Render the records below as a JSON list of strings, one string per line with blank lines omitted, starting with the line that contains "the stone floor" and going on through the line that contains "x=178, y=446". Include both of those lines and no others.

RECORDS SHOWN:
- - - -
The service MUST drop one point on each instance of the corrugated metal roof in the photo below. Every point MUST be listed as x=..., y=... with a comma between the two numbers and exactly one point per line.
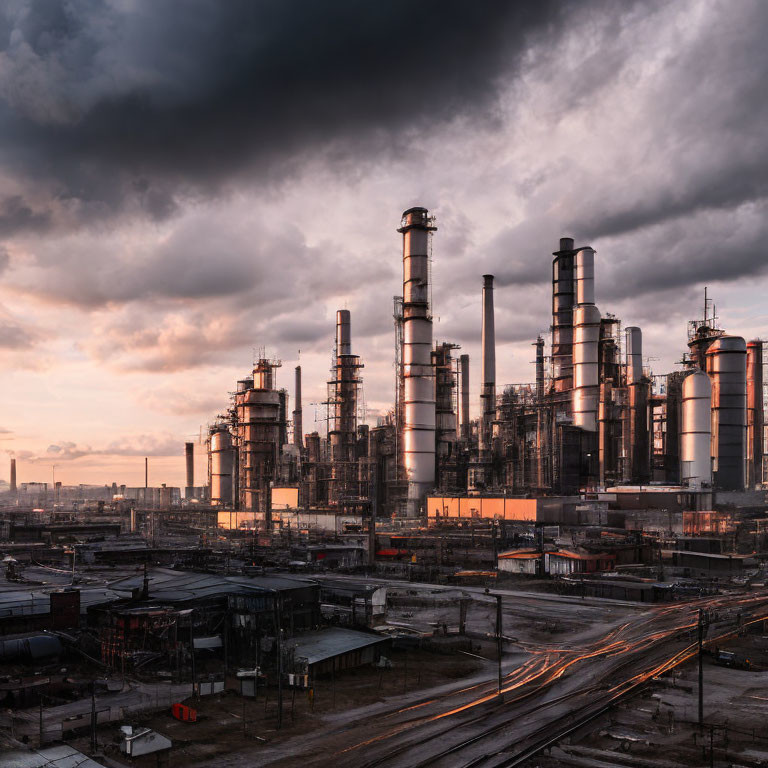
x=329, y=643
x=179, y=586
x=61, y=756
- - - -
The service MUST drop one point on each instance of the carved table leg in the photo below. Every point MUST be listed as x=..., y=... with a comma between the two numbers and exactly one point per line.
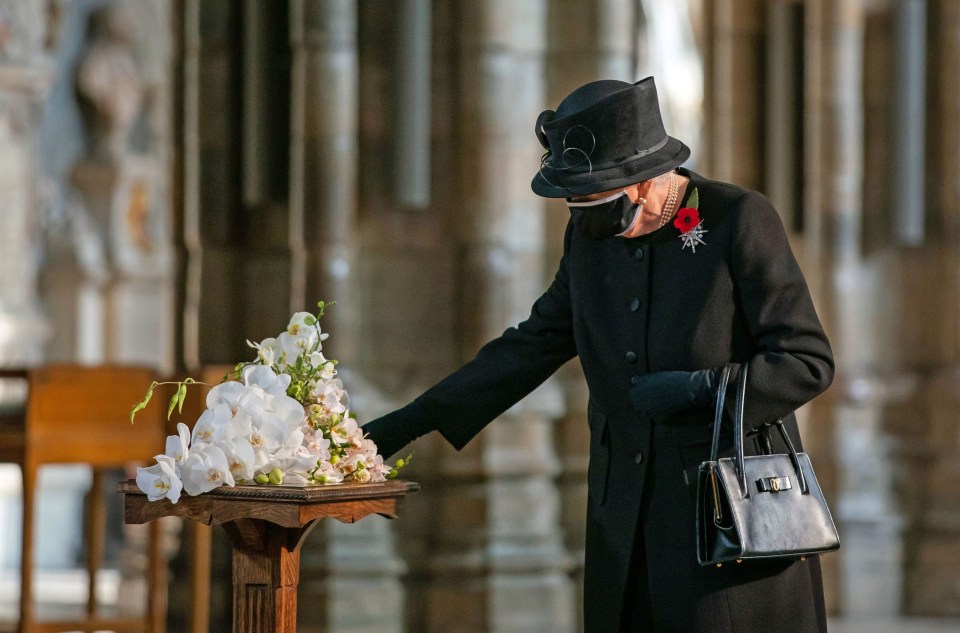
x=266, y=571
- - - -
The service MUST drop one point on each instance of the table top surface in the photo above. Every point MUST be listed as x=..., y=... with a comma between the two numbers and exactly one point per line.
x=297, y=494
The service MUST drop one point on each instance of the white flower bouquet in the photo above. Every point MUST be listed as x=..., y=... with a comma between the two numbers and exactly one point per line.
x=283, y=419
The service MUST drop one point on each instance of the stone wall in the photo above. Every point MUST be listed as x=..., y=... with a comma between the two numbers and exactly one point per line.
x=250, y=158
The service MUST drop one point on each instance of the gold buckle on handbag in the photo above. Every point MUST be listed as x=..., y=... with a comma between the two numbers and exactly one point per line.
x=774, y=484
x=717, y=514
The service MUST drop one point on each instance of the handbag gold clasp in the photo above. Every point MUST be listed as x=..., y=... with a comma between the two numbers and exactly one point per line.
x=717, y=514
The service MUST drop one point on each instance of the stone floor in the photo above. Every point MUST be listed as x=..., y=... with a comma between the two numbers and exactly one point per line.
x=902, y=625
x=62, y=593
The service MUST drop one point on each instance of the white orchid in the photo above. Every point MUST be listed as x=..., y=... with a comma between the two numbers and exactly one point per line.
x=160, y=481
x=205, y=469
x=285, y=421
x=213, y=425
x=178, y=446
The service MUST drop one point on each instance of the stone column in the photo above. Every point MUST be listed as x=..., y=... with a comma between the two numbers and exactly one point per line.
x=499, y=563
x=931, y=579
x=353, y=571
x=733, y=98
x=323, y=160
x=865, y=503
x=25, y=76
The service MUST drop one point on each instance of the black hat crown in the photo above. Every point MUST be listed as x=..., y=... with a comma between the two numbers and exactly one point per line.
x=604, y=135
- - - -
RESPONSE:
[
  "The service MUST drop one point on each instance of the stone floor in the photo above. Every point MUST be listed as x=..., y=... with a comma between the two numbers and exactly one point per line.",
  "x=902, y=625",
  "x=62, y=593",
  "The service MUST drop one point on each instance of the white orchid in the photo above. Every point MUST be listed as x=..., y=... with a comma between the two numbers and exactly one point per line.",
  "x=160, y=481",
  "x=205, y=469",
  "x=285, y=421",
  "x=213, y=425",
  "x=178, y=446"
]